Start of Input material

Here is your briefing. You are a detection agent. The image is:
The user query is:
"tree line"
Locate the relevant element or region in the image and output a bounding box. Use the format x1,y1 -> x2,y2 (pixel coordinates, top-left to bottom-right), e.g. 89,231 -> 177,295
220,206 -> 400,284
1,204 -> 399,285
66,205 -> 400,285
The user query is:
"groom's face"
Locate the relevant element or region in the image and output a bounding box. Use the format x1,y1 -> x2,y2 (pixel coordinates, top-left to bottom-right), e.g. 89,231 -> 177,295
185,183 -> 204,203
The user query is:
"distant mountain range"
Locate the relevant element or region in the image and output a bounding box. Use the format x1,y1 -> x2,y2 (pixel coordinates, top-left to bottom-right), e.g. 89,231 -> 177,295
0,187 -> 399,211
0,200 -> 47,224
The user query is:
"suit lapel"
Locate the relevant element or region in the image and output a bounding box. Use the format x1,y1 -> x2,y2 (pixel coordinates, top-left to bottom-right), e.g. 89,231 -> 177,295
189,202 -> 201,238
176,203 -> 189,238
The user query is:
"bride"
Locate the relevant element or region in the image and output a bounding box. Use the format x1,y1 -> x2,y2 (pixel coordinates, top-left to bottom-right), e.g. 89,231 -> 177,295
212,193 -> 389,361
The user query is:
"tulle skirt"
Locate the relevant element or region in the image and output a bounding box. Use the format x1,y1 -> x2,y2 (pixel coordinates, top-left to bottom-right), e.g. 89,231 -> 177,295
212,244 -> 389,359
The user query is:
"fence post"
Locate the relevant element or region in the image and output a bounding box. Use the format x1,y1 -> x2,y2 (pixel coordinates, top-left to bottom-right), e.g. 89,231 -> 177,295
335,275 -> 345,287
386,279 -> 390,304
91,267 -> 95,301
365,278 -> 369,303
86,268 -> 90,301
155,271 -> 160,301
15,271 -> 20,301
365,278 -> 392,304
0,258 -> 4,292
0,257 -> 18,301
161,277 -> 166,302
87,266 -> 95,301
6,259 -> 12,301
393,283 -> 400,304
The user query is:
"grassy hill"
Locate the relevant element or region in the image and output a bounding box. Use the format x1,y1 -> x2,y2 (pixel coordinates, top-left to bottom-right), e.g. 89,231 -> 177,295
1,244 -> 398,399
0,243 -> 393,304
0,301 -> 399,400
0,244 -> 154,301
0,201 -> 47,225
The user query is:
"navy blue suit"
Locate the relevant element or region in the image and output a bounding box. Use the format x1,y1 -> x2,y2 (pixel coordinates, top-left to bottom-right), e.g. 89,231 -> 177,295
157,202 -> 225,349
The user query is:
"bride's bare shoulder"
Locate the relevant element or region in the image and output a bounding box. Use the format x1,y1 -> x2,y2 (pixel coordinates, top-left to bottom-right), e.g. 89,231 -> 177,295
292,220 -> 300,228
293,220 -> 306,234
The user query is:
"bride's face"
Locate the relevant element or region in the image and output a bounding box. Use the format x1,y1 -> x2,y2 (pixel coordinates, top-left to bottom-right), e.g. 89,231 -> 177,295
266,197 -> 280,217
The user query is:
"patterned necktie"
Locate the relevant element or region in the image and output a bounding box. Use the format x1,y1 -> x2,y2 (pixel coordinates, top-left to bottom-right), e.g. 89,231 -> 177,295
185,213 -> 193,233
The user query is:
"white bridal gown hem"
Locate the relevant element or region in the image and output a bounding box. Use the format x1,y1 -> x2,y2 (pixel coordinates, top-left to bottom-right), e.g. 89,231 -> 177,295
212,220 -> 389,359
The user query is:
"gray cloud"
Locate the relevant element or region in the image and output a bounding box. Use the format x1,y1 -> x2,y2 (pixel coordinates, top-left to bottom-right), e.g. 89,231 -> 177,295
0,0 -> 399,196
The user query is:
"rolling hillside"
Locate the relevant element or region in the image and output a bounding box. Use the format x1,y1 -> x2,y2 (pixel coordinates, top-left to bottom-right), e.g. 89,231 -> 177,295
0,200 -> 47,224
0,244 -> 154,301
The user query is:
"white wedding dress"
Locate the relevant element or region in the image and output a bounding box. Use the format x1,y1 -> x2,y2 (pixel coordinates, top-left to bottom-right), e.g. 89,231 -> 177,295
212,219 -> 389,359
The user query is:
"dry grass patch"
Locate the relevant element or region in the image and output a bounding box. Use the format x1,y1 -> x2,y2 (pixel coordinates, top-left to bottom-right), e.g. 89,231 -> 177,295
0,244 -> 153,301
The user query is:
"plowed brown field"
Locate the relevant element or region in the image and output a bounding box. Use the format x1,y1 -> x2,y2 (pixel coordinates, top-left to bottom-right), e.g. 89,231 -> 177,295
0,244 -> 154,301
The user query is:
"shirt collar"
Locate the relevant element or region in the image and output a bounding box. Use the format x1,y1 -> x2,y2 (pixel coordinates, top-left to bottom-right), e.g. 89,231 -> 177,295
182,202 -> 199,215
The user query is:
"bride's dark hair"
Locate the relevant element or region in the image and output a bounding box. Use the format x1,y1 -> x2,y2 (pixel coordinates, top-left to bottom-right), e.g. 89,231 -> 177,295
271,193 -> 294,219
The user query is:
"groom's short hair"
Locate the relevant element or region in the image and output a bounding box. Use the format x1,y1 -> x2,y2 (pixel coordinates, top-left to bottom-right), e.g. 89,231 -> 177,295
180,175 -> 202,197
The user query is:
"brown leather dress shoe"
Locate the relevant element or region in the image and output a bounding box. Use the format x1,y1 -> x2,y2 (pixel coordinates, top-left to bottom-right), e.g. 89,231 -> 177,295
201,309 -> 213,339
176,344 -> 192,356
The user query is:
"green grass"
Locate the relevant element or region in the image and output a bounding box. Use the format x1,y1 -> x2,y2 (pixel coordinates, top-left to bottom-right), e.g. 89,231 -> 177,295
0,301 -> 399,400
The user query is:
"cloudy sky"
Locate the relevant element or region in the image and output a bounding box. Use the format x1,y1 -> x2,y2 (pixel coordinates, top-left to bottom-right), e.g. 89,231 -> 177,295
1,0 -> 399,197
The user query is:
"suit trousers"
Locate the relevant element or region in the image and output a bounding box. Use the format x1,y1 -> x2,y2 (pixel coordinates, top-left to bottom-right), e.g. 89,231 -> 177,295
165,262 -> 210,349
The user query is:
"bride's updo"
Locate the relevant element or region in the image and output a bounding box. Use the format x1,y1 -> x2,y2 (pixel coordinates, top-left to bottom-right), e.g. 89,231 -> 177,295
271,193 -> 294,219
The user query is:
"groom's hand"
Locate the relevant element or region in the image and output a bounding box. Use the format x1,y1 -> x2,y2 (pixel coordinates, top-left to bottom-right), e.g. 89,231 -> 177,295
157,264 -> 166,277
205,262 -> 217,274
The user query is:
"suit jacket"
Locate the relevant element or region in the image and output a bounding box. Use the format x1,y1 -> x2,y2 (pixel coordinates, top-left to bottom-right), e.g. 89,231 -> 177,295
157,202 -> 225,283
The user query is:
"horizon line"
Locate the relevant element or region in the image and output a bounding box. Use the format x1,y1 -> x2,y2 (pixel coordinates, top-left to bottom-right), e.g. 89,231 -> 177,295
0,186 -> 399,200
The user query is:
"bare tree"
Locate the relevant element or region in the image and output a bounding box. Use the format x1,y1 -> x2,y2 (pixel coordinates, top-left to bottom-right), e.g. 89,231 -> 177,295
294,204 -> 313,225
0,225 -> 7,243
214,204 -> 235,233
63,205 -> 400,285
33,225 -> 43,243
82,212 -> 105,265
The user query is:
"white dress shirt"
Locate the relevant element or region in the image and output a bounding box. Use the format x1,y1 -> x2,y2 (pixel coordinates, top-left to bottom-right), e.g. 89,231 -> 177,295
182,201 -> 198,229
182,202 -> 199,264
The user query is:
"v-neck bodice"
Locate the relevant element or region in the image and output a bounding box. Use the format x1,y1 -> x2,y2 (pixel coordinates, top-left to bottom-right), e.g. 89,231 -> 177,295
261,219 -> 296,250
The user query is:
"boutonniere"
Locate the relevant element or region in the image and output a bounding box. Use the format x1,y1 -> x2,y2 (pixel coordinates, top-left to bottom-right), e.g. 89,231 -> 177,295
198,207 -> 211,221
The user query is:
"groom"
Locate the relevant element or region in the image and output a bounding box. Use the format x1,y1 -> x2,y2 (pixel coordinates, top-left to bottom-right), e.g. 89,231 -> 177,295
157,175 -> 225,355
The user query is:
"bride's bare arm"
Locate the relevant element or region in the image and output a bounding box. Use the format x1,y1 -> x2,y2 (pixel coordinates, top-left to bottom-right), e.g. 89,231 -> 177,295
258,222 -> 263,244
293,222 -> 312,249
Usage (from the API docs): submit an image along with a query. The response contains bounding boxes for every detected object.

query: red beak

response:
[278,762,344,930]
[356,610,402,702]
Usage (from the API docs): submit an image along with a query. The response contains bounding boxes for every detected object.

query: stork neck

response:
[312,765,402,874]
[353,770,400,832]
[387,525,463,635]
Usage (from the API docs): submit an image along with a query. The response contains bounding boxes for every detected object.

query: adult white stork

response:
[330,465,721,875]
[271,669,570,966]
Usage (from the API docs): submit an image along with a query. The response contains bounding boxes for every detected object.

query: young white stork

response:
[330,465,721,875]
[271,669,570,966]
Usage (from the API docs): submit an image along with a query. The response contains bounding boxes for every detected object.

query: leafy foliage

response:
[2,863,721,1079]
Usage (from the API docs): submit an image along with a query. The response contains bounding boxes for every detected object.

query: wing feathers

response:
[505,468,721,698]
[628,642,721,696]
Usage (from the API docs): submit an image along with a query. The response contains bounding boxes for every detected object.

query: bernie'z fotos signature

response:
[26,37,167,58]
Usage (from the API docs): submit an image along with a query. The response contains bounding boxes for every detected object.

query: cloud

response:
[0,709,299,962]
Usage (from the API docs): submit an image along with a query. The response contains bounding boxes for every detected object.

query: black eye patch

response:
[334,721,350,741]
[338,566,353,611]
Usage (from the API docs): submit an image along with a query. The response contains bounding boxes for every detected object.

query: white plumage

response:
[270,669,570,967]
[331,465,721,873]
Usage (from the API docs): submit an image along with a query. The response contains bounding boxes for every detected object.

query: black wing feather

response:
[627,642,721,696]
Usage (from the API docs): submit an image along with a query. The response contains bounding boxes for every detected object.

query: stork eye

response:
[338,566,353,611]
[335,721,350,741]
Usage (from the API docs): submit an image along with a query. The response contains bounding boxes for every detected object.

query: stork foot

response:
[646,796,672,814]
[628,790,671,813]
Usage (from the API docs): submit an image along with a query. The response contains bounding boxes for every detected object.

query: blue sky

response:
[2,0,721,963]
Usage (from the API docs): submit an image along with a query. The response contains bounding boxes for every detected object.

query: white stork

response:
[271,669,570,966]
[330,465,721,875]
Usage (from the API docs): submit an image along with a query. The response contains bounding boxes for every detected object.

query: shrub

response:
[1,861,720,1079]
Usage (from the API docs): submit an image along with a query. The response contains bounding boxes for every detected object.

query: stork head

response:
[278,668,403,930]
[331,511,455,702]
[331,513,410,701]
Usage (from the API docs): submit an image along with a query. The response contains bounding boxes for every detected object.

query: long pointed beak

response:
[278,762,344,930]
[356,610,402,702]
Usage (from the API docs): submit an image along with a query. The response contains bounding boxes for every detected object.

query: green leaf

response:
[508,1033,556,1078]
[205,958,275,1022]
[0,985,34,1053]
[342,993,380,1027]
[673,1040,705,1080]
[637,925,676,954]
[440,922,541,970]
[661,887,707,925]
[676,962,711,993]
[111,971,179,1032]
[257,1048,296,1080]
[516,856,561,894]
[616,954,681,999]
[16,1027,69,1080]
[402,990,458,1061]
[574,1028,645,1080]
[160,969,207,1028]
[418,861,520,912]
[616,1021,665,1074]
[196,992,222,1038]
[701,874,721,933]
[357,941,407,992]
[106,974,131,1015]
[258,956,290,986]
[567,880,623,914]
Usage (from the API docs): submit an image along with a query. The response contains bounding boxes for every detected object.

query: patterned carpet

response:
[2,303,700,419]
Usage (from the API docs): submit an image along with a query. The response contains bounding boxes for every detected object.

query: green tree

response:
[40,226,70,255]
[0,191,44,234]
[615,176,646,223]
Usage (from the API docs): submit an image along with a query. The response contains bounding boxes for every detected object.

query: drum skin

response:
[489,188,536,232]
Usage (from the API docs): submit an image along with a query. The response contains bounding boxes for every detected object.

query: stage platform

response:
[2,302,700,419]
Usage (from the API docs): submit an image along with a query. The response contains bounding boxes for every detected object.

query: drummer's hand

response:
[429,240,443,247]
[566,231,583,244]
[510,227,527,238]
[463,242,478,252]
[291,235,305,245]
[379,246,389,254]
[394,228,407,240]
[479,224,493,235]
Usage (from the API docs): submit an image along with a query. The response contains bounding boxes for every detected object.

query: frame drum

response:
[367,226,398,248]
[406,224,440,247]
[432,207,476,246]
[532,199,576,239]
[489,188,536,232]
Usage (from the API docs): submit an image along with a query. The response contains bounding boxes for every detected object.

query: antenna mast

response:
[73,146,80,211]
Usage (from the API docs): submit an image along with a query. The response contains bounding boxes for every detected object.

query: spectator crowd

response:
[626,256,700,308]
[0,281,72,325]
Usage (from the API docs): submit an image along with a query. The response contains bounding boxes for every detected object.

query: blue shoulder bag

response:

End of Input material

(Exercise aim)
Give only the lines from the one holding "query: white stork" through the one holding "query: stork head", each restated exactly as it appears above.

(Result for this exercise)
query: white stork

response:
[271,669,570,966]
[330,465,721,875]
Usage (from the API docs): submit an image along with a query. The response contains bounding boxes for every detected object.

query: shrub

response:
[1,861,720,1079]
Usage (from the API docs): submit an image along with a query. The response contains bounding boxes for every detected object.

query: stork head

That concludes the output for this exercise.